**Исходный текст:**
______________________________

Звезды

В гостях у сказки

Прима-балерина Илзе Лиепа — о счастье позднего материнства

Полтора года назад балерина Илзе Лиепа в возрасте 46 лет родила дочку Наденьку, и в прессе тут же появились комментарии: «не каждой женщине это по силам», «сложности поздних родов»… Прима-балерина рассказала о счастье позднего материнства.

22 августа 2011 19:25
10165
0

Если верить в то, что имя — это судьба, то ее пример — самый наглядный. Сидя на обычной кушетке, эта женщина держится так, будто она на троне. При этом никакой напыщенности, высокомерия или позерства. Изящество в каждом жесте, гармония голоса и слов, великолепный цвет лица, безукоризненная осанка. И лишь глаза выдают, что за плечами годы, полные страстей, трудов и тревог. Ее имя, как и характер, — с твердым стержнем, симбиоз иглы и лезвия — цепляет за живое…

— Илзе, ваше имя настолько необычно, что трудно удержаться от вопроса, наверняка вам надоевшего: как оно появилось?

Илзе Лиепа: «История моего имени очень романтична. Мои родители встретились, когда мама снималась на Рижской киностудии в фильме „Илзе“. Отец часто летал в Ригу, свой родной город, и в самолете они познакомились. Поэтому имя Илзе — это основа их знакомства, исток их любви. Примечательно, что на следующий день после нашего венчания с моим мужем Владиславом (это было в Санкт-Петербурге) мы с ним заглянули в один антикварный магазинчик, и в коллекции старых постеров он нашел афишу фильма „Илзе“ с моей мамой. Совпадение поразительное — когда он стал копаться в этих постерах, я удивилась и спросила: „Ты что, этим увлекаешься?“ Он ответил: „А вдруг здесь есть что-то о твоей маме…“ И вот — пожалуйста. Ощущение было такое, что этот постер сам нас нашел, настолько странно он попал к нам в руки».

«К моменту нашей встречи с Владиславом я была абсолютно готова к тому, чтобы жить одна. Я понимала, что в моем кругу я точно не смогу встретить мужчину, «созвучного» моим взглядам».
«К моменту нашей встречи с Владиславом я была абсолютно готова к тому, чтобы жить одна. Я понимала, что в моем кругу я точно не смогу встретить мужчину, «созвучного» моим взглядам».

______________________________

**Показанный материал:**
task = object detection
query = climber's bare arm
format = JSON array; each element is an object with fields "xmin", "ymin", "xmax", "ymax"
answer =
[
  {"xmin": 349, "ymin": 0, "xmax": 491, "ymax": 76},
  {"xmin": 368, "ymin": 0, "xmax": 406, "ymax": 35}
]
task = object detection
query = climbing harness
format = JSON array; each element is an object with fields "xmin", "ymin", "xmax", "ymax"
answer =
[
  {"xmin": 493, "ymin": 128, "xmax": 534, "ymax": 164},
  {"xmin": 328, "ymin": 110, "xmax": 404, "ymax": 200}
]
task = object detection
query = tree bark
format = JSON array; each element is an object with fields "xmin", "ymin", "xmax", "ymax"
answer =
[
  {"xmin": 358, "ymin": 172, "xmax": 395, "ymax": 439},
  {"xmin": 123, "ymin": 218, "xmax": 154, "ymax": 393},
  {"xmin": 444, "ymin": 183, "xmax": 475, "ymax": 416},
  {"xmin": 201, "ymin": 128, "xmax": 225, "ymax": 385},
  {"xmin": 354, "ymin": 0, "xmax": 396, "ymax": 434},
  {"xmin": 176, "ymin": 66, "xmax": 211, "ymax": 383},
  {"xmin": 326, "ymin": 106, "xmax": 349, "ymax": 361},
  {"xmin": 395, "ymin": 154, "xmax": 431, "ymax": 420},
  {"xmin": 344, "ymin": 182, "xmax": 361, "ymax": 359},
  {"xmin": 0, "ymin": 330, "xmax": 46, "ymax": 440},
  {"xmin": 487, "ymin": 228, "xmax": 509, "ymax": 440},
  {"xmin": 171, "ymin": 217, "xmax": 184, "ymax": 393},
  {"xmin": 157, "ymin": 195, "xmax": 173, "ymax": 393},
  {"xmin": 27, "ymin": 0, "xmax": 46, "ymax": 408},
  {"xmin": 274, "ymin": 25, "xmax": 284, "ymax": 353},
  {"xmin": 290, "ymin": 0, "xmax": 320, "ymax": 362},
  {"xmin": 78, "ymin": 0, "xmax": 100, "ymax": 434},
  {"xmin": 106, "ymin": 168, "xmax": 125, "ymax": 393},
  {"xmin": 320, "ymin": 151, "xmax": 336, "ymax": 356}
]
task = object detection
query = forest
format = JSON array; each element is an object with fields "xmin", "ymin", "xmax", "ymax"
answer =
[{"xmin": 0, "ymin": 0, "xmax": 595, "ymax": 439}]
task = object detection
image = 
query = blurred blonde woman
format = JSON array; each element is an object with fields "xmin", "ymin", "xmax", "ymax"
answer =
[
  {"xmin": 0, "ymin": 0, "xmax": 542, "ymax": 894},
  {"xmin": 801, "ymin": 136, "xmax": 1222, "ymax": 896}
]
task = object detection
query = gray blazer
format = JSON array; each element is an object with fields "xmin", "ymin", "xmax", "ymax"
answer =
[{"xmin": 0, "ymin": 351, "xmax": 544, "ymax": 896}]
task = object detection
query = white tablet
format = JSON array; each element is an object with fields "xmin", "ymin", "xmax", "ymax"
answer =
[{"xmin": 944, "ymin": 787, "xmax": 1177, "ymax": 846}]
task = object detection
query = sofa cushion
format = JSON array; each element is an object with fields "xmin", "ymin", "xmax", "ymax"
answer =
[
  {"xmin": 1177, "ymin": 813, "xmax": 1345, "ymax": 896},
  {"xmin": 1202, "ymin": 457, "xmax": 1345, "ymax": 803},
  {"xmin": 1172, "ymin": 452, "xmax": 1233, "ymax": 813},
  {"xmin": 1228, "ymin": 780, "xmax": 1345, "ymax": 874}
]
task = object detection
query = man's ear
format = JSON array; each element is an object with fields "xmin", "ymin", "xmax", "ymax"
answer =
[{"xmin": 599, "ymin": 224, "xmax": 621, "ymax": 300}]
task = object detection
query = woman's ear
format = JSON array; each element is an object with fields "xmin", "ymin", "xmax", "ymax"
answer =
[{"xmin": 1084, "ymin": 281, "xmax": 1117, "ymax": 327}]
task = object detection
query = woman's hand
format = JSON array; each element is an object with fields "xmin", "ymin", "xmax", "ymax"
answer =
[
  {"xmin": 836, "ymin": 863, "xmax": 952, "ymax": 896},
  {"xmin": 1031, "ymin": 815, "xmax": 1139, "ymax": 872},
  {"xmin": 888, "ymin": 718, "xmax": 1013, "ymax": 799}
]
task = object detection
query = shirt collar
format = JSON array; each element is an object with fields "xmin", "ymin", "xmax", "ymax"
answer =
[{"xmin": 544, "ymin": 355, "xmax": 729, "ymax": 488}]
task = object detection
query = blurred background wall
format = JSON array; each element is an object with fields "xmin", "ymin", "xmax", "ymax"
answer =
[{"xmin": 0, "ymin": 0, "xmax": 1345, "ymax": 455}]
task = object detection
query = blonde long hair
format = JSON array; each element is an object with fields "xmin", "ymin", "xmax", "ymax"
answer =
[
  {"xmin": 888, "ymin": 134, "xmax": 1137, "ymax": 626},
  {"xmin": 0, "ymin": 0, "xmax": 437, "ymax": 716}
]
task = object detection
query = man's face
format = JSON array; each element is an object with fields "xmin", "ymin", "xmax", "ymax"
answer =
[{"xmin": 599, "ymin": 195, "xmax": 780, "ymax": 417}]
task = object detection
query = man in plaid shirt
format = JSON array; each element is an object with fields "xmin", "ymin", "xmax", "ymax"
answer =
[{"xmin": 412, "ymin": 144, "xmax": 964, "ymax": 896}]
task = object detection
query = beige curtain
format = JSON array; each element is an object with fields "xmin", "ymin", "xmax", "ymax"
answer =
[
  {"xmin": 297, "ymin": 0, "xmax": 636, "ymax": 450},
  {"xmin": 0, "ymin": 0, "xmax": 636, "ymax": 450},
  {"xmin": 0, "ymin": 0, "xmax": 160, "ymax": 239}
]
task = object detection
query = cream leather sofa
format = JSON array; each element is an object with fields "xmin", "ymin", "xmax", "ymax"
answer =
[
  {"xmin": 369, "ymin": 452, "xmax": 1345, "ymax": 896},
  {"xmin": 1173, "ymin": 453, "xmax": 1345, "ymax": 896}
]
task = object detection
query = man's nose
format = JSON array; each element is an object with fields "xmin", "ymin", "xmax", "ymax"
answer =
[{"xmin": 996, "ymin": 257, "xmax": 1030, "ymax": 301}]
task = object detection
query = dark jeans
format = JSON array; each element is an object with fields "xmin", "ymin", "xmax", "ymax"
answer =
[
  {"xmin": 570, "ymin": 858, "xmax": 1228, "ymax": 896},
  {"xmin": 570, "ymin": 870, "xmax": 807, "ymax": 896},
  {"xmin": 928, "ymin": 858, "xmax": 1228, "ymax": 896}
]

______________________________

**Задание A:** Проверьте, соответствуют ли интервью с Илзе Лиепой три утверждения: (i) родители Илзе познакомились в самолете; (ii) Илзе и Владислав венчались в Риге; (iii) дочку Наденьку балерина родила в 46 лет. На каждое ответьте «да» или «нет» и дайте точную цитату, которая это решает.
**Задание B:** Перечислите все черты облика и манер героини из предложения интервью с Илзе Лиепой, которое начинается словами «Изящество в каждом жесте».
**Задание C:** Напишите продолжение интервью с Илзе Лиепой, начиная сразу после его последней фразы.

**Итоговый ответ A:**
(i) Да: «в самолете они познакомились».
(ii) Нет: «это было в Санкт-Петербурге».
(iii) Да: «в возрасте 46 лет родила дочку Наденьку».

**Итоговый ответ B:** Изящество в каждом жесте, гармония голоса и слов, великолепный цвет лица, безукоризненная осанка.

**Итоговый ответ C:**
— Я читала, что когда вы поступили в хореографическое училище, отец сказал вам: «Все, твое детство кончилось». Так оно и вышло на самом деле?

Илзе: «Да. Это происходит с каждым маленьким человечком, который поступает в хореографическое училище. Мне тогда исполнилось всего лишь девять лет. Впрочем, сейчас то же самое случается с любым ребенком, который поступает в самую обычную школу. Современные дети не могут просто так пойти погулять на улице или во дворе».

— В чем для вас выражалось отсутствие детства? Ни разу не хотелось все бросить и убежать гулять на улицу?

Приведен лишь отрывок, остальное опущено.